*Vorgegebener Text*
━━━━
5. may exhibit adaptiveness after deployment

Der Gesetzgeber möchte damit wohl zum Ausdruck bringen, dass es sich nicht um statische Systeme handelt, sondern dass diese eine gewisse Dynamik aufweisen, dazu aus Erwägungsgrund 12:

The adaptiveness that an AI system could exhibit after deployment, refers to self-learning capabilities, allowing the system to change while in use.

Wichtig ist das „may“, es ist also keine zwingende Voraussetzung dass das System sich während der Nutzung anpasst. Wobei das wohl wichtige Merkmal gar nicht explizit erwähnt wird sondern nur doch die aktive Formulierug beim lesen klar wird: Es geht ja wohl darum, dass das System sich selbst anpassen kann. Damit wird allerdings – es ist unklar ob gewollt oder zufällig – ein Teilrisiko aus Merkmal 2 geschwächt: Wenn ein System sich selbst anpasst, ggfs. weiterentwickelt, könnte es die Schwelle des noch gewollten Designs verlassen. Durch diese Klarstellung wird nun verhindert, dass ein derart sich selbst weiterentwickelndes System auf dem Weg die Definition verlassen könnte.

Ich jedenfalls sehe das Merkmal 5 als Klarstellung an, dass die Autonomie (Merkmal 4) nach oben keine Grenze kennt: ein System ist vom Tatbestandsmerkmal 4 Umfasst, auch wenn es sich mit vollständiger Autonomie weiterentwickelt.

Daher mein Fazit zu den Merkmalen 3 bis 5: Das Merkmal 4 wird nach unten durch Merkmal 3 abgegrenzt (es muss eine wie auch immer geartete Autonomie vorhanden sein) und nach oben gibt es mit Merkmal 5 keine Begrenzung, es genügt jede Form von Autonomie.


6. that, for explicit or implicit objectives, infers, from the input it receives,

Kernpunkt ist hier sicherlich das „infer“, doch bevor man dahin kommt, sollte auf den unscheinbaren zweiten Teil geachtet werden: „input it receives“. Dieser Teil macht deutlich, dass abhängig vom „Input“ (was weit zu verstehen ist und Eingaben ebenso wie sensorisch erfasste Daten sein können) gearbeitet werden muss. Rein zufällige, chaotische Abläufe sind damit ausgeschlossen. Ebenso ist aber damit zugleich klar, dass die Abhängigkeit vom Input gerade nicht die Autonomie ausschließt!
━━━━
*Datenauszug*
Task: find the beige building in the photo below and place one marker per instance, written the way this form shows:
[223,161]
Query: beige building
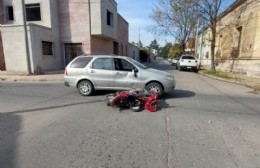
━━━━
*Die Aufgaben*
1. Gib bitte aus dem Text zur KI-Definition alles von „6. that, for“ bis hinunter zu „die Autonomie ausschließt!“ wortgetreu aus.
2. Fasse den Text zur KI-Definition in zwei Sätzen zusammen.
3. Schreibe den Text zur KI-Definition im Anschluss an seinen letzten Satz weiter.
Die Auflistung wird zur Bearbeitung nicht gebraucht.

*Endergebnisse*
1.
6. that, for explicit or implicit objectives, infers, from the input it receives,

Kernpunkt ist hier sicherlich das „infer“, doch bevor man dahin kommt, sollte auf den unscheinbaren zweiten Teil geachtet werden: „input it receives“. Dieser Teil macht deutlich, dass abhängig vom „Input“ (was weit zu verstehen ist und Eingaben ebenso wie sensorisch erfasste Daten sein können) gearbeitet werden muss. Rein zufällige, chaotische Abläufe sind damit ausgeschlossen. Ebenso ist aber damit zugleich klar, dass die Abhängigkeit vom Input gerade nicht die Autonomie ausschließt!

2. Merkmal 5 besagt, dass ein KI-System sich nach der Inbetriebnahme anpassen kann, was wegen des „may“ jedoch keine zwingende Voraussetzung ist und laut Text klarstellt, dass die Autonomie nach oben keine Grenze kennt. Bei Merkmal 6 rückt der Text neben dem „infer“ die Abhängigkeit vom empfangenen Input in den Blick, die rein zufällige, chaotische Abläufe ausschließt, die Autonomie aber nicht.

3.
Auf Basis von Eingaben ist also zu inferieren: Das Wort „inferieren“ gibt es im Duden dabei nicht, was schon die üblichen Methoden zur Auslegung erschwert. Übersetzt wird es gemeinhin mit „ableiten“ und wird so schon genutzt in ersten juristischen Texten. Tatsächlich ist das schlichte „ableiten“ aber nur die allgemeine Formulierung für ein Herleiten von Informationen aus bestehenden (allgemeineren) Informationen in Form der Deduktion (Brockhaus/10 Bände/2005). Dies setzt, anders als der technisch zu verstehende Begriff des inferierens, wie er in der Praxis wohl (?) zu verstehen ist, keine kognitiven Prozesse voraus.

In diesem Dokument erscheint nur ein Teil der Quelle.